--- BEGIN ---

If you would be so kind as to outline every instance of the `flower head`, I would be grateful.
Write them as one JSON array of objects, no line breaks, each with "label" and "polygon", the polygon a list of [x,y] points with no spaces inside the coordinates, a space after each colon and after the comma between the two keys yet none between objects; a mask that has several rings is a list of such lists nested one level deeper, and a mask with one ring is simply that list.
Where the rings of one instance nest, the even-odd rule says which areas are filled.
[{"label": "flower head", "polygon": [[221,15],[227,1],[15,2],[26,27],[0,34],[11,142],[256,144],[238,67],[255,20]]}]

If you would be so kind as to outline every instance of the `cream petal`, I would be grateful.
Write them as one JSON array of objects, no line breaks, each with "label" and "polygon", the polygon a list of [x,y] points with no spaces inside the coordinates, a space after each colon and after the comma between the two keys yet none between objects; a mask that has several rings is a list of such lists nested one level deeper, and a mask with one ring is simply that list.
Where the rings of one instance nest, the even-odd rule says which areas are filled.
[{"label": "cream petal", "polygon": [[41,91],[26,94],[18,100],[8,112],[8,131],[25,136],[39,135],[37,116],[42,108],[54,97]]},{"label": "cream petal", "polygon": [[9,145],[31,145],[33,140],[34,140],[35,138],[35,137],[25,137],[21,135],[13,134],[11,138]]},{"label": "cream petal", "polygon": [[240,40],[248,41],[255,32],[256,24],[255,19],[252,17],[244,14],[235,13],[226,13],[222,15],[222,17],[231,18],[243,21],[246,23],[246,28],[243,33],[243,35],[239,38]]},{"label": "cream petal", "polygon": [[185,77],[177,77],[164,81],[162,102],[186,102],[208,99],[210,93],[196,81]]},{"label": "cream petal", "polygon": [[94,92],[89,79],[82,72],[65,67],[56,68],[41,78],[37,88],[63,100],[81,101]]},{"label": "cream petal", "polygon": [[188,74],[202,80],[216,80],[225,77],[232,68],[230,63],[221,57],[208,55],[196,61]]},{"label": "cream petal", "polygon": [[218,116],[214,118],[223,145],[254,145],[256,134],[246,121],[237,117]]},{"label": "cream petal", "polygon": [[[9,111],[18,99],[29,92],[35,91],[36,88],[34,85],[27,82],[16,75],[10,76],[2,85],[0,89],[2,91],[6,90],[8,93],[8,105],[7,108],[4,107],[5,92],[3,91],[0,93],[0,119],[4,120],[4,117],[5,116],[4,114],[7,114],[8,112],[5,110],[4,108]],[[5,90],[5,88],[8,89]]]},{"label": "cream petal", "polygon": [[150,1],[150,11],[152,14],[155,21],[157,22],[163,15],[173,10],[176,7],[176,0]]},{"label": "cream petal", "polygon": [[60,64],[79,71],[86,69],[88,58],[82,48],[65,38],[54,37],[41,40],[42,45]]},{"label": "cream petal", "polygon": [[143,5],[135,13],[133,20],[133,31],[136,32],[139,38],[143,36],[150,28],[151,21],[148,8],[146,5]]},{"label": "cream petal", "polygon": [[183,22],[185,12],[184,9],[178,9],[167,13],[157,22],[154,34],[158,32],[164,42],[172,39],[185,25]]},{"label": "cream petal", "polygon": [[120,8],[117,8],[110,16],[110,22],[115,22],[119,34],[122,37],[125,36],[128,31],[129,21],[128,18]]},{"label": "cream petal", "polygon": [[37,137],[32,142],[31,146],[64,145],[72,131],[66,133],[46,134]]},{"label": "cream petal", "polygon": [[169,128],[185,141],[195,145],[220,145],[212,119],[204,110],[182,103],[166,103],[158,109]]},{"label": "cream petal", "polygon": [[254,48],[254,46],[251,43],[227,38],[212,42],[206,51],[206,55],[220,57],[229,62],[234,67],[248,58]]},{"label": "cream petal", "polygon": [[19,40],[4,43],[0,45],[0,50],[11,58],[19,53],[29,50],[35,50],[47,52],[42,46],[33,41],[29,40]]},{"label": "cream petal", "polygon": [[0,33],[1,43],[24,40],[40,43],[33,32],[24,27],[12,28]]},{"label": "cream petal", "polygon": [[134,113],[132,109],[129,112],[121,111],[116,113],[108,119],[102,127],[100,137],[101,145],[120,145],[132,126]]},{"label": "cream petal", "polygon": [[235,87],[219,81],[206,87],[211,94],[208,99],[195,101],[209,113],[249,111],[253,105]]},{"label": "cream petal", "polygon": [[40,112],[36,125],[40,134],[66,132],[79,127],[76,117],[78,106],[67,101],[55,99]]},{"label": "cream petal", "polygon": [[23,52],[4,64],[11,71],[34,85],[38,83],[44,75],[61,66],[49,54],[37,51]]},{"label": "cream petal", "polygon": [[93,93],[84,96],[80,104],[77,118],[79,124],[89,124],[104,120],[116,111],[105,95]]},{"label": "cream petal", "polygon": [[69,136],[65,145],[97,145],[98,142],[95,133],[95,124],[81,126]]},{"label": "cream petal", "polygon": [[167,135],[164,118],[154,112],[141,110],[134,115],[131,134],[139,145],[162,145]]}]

--- END ---

▶ [Task objective]: Write the data from above out again, exactly.

▶ [Exercise answer]:
If you would be so kind as to outline every instance of the `flower head`, I would be grateful.
Write them as one JSON array of objects, no line breaks, each with "label" and "polygon", the polygon a list of [x,y] points with no spaces inside the coordinates, a space after each colon and after the comma between the two keys yet none between objects; a mask that has several rings is a list of such lists nested one level deeper, and a mask with one ring is simply that list.
Where the rings of one instance nest, the even-odd rule says which areas are filled.
[{"label": "flower head", "polygon": [[221,15],[227,1],[15,2],[26,27],[0,34],[11,142],[256,144],[238,67],[255,20]]}]

If you would be so kind as to outline every instance of the `cream petal`, I would be grateful.
Write them as one JSON array of objects, no line breaks, each with "label" and "polygon", the polygon a list of [x,y] points with no spaces inside the coordinates, a space after each colon and after the comma between the two keys yet none between objects; a mask that has several rings is a list of such lists nested one level deeper, and a mask with one ring is simply that list.
Where the rings of one instance nest, the even-odd rule says which areas are filled.
[{"label": "cream petal", "polygon": [[41,91],[26,94],[18,100],[8,112],[8,131],[25,136],[39,135],[37,116],[42,108],[54,97]]},{"label": "cream petal", "polygon": [[9,145],[31,145],[33,140],[34,140],[35,138],[35,137],[25,137],[21,135],[13,134],[11,138]]},{"label": "cream petal", "polygon": [[240,40],[248,41],[255,32],[256,24],[255,19],[252,17],[244,14],[235,13],[226,13],[222,15],[222,17],[231,18],[243,21],[246,23],[246,28],[243,33],[243,35],[239,38]]},{"label": "cream petal", "polygon": [[185,77],[177,77],[164,81],[162,102],[186,102],[208,99],[210,93],[196,81]]},{"label": "cream petal", "polygon": [[94,92],[89,79],[82,72],[65,67],[56,68],[41,78],[37,88],[63,100],[81,101]]},{"label": "cream petal", "polygon": [[188,74],[202,80],[216,80],[225,77],[232,68],[230,63],[221,57],[208,55],[196,61]]},{"label": "cream petal", "polygon": [[218,116],[214,118],[223,145],[254,145],[256,134],[246,121],[237,117]]},{"label": "cream petal", "polygon": [[[9,111],[18,99],[29,92],[35,91],[36,88],[34,85],[27,82],[16,75],[10,76],[2,85],[0,89],[2,91],[6,90],[8,93],[8,105],[7,108],[4,107],[5,92],[3,91],[0,93],[0,119],[4,120],[4,117],[5,116],[4,114],[7,114],[8,112],[5,110],[4,108]],[[5,90],[5,88],[8,89]]]},{"label": "cream petal", "polygon": [[150,1],[150,11],[152,14],[155,21],[157,22],[163,15],[173,10],[176,7],[176,0]]},{"label": "cream petal", "polygon": [[60,64],[79,71],[86,69],[88,58],[82,48],[65,38],[54,37],[41,40],[42,45]]},{"label": "cream petal", "polygon": [[143,5],[135,13],[133,20],[133,31],[136,32],[139,38],[143,36],[150,28],[151,21],[148,8],[146,5]]},{"label": "cream petal", "polygon": [[183,22],[185,12],[184,9],[178,9],[167,13],[157,22],[154,34],[158,32],[164,42],[172,39],[185,25]]},{"label": "cream petal", "polygon": [[120,8],[117,8],[110,16],[110,22],[115,22],[119,34],[122,37],[125,36],[128,31],[129,21],[128,18]]},{"label": "cream petal", "polygon": [[37,137],[32,142],[31,146],[64,145],[72,131],[66,133],[46,134]]},{"label": "cream petal", "polygon": [[169,128],[185,141],[195,145],[220,145],[212,119],[204,110],[182,103],[166,103],[158,109]]},{"label": "cream petal", "polygon": [[254,48],[254,46],[251,43],[227,38],[212,42],[206,51],[206,55],[220,57],[229,62],[234,67],[248,58]]},{"label": "cream petal", "polygon": [[19,40],[4,43],[0,45],[0,50],[11,58],[19,53],[29,50],[35,50],[47,52],[42,46],[33,41],[29,40]]},{"label": "cream petal", "polygon": [[0,33],[1,43],[24,40],[40,43],[33,32],[24,27],[12,28]]},{"label": "cream petal", "polygon": [[134,113],[132,109],[129,112],[121,111],[116,113],[108,119],[102,127],[100,137],[101,145],[120,145],[132,126]]},{"label": "cream petal", "polygon": [[235,87],[219,81],[206,87],[211,94],[208,99],[195,101],[209,113],[249,111],[253,105]]},{"label": "cream petal", "polygon": [[40,112],[36,125],[40,134],[66,132],[79,127],[76,117],[78,106],[67,101],[55,99]]},{"label": "cream petal", "polygon": [[23,52],[4,64],[11,71],[34,85],[38,83],[44,75],[61,66],[49,54],[37,51]]},{"label": "cream petal", "polygon": [[93,93],[84,96],[80,104],[77,118],[79,124],[89,124],[104,120],[116,111],[105,95]]},{"label": "cream petal", "polygon": [[69,136],[65,145],[97,145],[98,142],[95,133],[95,124],[81,126]]},{"label": "cream petal", "polygon": [[167,135],[164,118],[154,112],[141,110],[134,115],[131,134],[139,145],[162,145]]}]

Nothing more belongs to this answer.